Task goal:
Can you reproduce every line of the listing below word for word, keeping the original order?
─── Data lines
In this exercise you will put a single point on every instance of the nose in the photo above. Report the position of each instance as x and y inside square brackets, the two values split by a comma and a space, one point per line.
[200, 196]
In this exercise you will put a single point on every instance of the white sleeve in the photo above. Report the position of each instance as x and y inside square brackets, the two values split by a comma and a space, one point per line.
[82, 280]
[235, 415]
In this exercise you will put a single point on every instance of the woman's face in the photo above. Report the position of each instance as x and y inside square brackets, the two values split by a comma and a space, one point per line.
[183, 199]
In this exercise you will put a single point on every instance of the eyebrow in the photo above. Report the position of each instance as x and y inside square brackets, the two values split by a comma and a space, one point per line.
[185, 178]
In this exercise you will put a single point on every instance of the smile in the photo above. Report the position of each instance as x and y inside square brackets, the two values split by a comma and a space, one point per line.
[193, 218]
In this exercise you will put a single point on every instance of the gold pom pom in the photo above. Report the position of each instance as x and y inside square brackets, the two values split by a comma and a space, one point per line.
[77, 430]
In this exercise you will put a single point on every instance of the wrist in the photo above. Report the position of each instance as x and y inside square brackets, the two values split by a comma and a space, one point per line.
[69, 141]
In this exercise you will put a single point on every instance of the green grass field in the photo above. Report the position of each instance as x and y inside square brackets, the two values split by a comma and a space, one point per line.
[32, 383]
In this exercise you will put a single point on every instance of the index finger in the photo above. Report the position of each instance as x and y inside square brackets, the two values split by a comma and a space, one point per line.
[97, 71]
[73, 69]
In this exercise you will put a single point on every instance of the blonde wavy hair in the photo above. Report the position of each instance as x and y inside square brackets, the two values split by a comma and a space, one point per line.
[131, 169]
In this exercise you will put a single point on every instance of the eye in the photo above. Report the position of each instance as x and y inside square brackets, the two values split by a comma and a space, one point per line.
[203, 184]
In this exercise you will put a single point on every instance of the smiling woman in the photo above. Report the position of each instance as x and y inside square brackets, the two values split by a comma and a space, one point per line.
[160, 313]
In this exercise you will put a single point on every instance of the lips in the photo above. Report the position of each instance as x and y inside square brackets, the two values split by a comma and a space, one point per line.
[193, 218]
──────
Completed task:
In this exercise you will put a single point on every instance of the nose in the photo above. Report the position of each instance as x and y inside square brackets, the two values split by a comma and a space, one point per line.
[200, 196]
In this exercise you will put a single point on every instance of the white sleeve in the photo above. Report the position of each instance as x and y inside square brackets, the two values split by a comma and a space, one point per line.
[82, 280]
[235, 415]
In this exercise you will put a single point on every instance of the woman's face in the photo above. Report the position of each instance as x and y inside square brackets, the two values split by a comma and a space, one point per line.
[183, 199]
In this exercise you will put a single point on every instance of the eyebrow in the photo above. Report the position of each instance as x and y inside square brackets, the two values split by a comma and a space, one point per line.
[185, 178]
In this exercise you will put a single point on every instance of the smile in the photo above. Report the position of each instance as x and y inside square brackets, the two values split by a comma and a space, one point per line.
[193, 218]
In this exercise you will put a single point on every instance of the gold pom pom in the photo above. Report the position of each instance as x and y inside square brackets, the two values split by a comma and a space, one point per line.
[77, 430]
In this exercise you will put a single point on every instance of the wrist in the photo above. Report the position of each instance as x and y inside square brackets, the two values split by a comma and a space, one point per line.
[69, 141]
In this exercise you will put a single point on every instance of the green grass field in the photo above. Report the position of each instance as x and y inside square brackets, the two values split by a comma and a space, one point per line.
[32, 383]
In this exercise you will put a single point on every instance of the index finger in the photo above. Report the position of each instance as x and y inside square brackets, the two values split by a comma and a space, one point per line.
[97, 71]
[73, 69]
In this exercise you will put a single point on every instance of the blonde wavy hair in the photo above. Report the position of each instance as x and y inside square brackets, the two values split by a comma and a space, one point per line.
[131, 169]
In this exercise you will put a single point on every instance of the eye in the photo above. Report the position of each instance as x and y inside square brackets, the two values split by a comma and a space, one point per line.
[203, 184]
In this exercise you will put a single point on every instance of the smiling woman in the photo above. Report the position of each instance as x and y inside square brackets, the two values split by a comma and a space, one point per line.
[160, 313]
In this exercise you will put a single point on every instance of the lips in the photo above. Report the position of each instance as x and y inside square brackets, the two values split by a comma and a space, one point per line.
[193, 218]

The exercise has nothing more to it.